> _GIVEN TASK_
Change "glasses" to "spectacles" throughout the items below and reproduce their lines with nothing else altered, leaving out the pictures.

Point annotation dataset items
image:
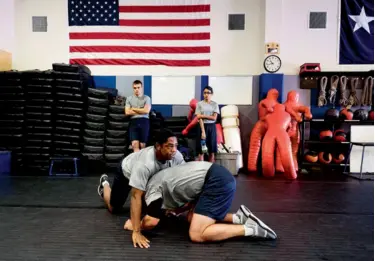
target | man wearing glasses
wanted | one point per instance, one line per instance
(132, 176)
(138, 107)
(207, 111)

> _FINISHED ANSWER_
image:
target | man wearing spectacles
wanted | one point per instance, one line per instance
(132, 176)
(138, 107)
(207, 111)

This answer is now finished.